• [Exercise instructions]:
a - Translate this sentence from the passage on Canada Health Infoway into Spanish: "Canada Health Infoway is an independent, not-for-profit organization funded by the Canadian government."
b - According to the passage on Canada Health Infoway, how many projects were underway in 2004?

• [Source text]:
Canada Health Infoway is an independent, not-for-profit organization funded by the Canadian government. It jointly invests with every province and territory to accelerate the development and adoption of EHR projects in Canada.
Infoway approved $311.5 million in new EHR investments in 2007-08, bringing the total cumulative value of its investments to $1.457 billion, or 89 percent of Infoway's $1.6 billion in capitalization by the Canadian government. The investment brings the total number of projects underway to 254, representing a four-fold increase from the 53 projects that were underway in 2004.
"The electronic health record projects the government of Canada is investing in are coming alive (and) bringing tangible results," said Tony Clement, Canada's federal minister of health.
Clement noted, for example, that in Nova Scotia, a shared diagnostic imaging program provides digital images of X-rays, MRIs, CT scans and ultrasounds to authorized healthcare providers. He said patients in Canada's remote northern communities are connected with healthcare professionals in urban centers through telehealth, and electronic medical records are generating results in the face of growing clinician shortages and administrative demands.
Alvarez said he's seeing steady progress in all Infoway-funded electronic health record programs including registries, diagnostic imaging and laboratory and drug programs. He said Infoway would continue to target investments in "replicable solutions that support health system transformation, such as telehealth and public health surveillance."

• [Data for analysis]:

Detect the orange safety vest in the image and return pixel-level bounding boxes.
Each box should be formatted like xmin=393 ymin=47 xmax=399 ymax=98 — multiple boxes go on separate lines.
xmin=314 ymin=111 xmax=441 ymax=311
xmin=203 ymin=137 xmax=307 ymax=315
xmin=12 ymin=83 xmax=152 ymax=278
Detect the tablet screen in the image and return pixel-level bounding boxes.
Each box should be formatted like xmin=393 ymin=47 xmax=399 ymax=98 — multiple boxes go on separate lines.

• [Outputs in order]:
a - Canada Health Infoway es una organización independiente y sin fines de lucro financiada por el gobierno canadiense.

b - 53 projects.